• **Directions for this task**: Filter these entries down to the lines that hold the word "design", and show each of them.

Natural-language object grounding data:
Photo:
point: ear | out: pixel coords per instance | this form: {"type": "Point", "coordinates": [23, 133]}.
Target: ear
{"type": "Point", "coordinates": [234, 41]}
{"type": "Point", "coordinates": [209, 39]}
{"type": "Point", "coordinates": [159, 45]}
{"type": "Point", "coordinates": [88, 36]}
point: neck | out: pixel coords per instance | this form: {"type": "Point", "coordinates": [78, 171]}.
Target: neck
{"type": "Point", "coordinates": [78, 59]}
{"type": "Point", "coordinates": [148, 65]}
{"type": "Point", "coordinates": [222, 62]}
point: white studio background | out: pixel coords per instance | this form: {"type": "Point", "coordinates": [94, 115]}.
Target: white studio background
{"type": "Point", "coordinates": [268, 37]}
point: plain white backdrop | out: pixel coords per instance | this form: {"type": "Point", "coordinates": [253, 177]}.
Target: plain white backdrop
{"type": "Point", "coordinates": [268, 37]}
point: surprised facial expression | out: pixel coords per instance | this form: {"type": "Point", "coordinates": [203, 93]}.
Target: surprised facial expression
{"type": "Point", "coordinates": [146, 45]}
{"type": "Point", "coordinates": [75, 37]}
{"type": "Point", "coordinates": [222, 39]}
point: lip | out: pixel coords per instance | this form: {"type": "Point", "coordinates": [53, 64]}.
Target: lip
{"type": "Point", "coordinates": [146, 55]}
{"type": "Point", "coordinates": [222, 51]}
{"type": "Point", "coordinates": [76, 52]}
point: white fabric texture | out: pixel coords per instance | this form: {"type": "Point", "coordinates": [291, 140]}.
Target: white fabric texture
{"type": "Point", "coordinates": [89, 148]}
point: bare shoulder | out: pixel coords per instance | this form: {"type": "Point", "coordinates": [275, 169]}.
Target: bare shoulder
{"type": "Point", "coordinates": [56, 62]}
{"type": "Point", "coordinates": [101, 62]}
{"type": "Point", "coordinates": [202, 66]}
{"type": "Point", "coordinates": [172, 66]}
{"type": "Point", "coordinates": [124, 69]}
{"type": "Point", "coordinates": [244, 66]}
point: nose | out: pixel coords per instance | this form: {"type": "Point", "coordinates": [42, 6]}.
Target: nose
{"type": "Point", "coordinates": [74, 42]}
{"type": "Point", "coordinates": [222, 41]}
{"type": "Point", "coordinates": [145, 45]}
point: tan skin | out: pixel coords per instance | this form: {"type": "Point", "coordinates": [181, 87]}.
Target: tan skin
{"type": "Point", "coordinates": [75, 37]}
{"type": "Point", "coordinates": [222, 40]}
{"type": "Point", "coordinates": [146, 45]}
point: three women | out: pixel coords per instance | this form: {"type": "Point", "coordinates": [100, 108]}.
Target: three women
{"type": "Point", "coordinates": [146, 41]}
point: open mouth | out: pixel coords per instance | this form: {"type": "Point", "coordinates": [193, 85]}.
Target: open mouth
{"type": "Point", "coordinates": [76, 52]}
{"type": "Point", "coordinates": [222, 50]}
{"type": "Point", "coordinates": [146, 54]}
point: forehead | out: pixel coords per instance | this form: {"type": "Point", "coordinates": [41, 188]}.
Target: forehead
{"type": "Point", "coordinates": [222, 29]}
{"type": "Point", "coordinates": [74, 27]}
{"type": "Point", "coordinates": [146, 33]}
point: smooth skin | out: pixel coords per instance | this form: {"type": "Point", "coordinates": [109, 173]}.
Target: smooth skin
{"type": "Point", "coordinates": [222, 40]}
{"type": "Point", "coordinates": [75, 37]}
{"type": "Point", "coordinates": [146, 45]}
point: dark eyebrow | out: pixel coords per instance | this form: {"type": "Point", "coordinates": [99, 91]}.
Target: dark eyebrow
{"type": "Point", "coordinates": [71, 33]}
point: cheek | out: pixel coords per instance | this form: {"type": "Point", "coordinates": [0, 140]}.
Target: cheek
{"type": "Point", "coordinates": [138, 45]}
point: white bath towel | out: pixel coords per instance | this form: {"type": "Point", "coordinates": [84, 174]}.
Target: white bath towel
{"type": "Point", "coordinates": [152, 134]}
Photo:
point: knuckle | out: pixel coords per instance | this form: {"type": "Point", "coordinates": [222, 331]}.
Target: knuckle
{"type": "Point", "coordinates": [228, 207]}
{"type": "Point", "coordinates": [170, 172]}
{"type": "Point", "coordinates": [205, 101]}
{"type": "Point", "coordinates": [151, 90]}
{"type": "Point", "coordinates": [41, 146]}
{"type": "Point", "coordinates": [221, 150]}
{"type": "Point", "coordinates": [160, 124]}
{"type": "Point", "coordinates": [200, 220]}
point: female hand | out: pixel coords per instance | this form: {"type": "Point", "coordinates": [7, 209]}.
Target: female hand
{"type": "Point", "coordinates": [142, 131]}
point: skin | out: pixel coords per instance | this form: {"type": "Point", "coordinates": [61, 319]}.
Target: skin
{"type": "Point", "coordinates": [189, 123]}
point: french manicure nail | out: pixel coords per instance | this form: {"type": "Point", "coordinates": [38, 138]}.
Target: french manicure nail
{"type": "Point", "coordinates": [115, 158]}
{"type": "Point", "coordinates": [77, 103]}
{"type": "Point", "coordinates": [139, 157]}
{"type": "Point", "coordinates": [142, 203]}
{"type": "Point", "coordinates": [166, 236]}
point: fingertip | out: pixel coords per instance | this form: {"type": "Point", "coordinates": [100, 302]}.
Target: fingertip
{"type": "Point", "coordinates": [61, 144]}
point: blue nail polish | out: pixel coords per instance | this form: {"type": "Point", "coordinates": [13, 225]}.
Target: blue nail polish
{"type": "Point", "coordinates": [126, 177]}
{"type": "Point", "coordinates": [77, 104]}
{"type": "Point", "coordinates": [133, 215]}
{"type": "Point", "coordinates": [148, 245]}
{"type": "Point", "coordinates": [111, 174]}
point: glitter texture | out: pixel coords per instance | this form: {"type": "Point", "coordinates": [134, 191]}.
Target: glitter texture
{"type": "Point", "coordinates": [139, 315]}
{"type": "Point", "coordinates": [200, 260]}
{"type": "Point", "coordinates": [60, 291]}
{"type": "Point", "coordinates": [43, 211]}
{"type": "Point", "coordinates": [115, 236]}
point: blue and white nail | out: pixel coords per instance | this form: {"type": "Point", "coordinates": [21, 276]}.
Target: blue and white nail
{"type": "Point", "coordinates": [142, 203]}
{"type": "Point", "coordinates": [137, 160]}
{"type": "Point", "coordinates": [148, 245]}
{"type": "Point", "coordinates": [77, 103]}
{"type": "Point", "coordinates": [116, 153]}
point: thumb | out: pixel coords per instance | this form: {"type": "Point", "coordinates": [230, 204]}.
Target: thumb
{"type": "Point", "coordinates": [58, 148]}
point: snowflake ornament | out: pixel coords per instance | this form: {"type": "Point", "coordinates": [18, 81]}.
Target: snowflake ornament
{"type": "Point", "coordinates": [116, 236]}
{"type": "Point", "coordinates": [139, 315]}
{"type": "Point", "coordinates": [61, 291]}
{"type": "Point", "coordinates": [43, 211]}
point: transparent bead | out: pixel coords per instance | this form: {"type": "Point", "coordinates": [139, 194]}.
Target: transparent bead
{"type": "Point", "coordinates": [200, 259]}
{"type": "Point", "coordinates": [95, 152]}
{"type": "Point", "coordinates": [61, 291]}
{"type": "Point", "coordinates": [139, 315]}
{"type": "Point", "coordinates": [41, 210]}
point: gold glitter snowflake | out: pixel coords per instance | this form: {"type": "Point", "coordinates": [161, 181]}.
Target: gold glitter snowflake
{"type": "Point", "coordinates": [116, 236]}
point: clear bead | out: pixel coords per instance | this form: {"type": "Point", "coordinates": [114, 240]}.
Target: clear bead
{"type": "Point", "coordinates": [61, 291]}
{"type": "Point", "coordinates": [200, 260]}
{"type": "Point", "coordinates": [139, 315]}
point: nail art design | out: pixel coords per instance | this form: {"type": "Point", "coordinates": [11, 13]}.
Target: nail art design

• **Exercise solution**:
point: nail art design | out: pixel coords per instance | this form: {"type": "Point", "coordinates": [11, 13]}.
Target: nail art design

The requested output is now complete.